### Goal
Gather every line of the rows that contains the word "blurred" and copy each one.

(A block of data)
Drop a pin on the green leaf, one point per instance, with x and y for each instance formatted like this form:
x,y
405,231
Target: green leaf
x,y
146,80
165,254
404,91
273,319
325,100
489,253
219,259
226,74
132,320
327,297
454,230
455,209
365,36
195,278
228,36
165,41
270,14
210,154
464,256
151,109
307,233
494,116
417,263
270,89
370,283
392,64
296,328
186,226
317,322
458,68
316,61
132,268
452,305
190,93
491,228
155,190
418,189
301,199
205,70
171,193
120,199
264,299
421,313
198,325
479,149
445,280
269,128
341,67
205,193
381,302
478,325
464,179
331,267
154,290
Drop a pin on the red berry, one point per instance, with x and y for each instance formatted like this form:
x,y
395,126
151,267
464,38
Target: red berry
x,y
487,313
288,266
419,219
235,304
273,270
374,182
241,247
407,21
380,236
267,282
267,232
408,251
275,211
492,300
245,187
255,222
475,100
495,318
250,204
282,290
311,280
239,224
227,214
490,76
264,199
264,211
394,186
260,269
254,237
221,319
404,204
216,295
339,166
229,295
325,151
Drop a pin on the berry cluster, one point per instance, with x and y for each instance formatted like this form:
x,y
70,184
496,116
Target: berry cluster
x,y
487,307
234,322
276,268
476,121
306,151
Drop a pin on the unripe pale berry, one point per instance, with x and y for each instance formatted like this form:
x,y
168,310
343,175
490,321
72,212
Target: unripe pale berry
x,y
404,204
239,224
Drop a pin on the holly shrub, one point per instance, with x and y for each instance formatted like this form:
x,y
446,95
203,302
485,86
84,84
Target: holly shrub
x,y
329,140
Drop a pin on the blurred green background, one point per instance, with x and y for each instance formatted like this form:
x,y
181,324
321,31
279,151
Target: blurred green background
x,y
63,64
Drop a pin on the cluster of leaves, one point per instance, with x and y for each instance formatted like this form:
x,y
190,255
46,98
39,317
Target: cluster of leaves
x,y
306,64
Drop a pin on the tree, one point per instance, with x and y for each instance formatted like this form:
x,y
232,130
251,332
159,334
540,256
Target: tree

...

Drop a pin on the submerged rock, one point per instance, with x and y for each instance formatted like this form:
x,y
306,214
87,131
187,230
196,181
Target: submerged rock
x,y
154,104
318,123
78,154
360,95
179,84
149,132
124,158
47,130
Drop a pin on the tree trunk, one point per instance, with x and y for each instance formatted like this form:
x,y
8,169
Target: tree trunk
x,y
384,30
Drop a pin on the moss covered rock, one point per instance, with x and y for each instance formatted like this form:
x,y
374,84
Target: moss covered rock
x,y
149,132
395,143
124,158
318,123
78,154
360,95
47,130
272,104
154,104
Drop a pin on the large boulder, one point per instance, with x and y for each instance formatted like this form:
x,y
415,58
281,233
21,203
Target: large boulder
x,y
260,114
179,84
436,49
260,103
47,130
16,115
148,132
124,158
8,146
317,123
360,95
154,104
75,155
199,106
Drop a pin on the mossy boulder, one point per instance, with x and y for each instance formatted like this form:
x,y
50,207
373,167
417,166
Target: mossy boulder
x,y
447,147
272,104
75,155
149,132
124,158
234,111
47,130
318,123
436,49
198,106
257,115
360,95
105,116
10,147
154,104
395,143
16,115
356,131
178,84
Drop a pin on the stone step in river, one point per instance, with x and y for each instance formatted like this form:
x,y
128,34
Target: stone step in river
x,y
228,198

### Finished exercise
Drop a pin on the blurred green background, one point per instance, with x and y for each instance formatted like this form:
Target: blurred green background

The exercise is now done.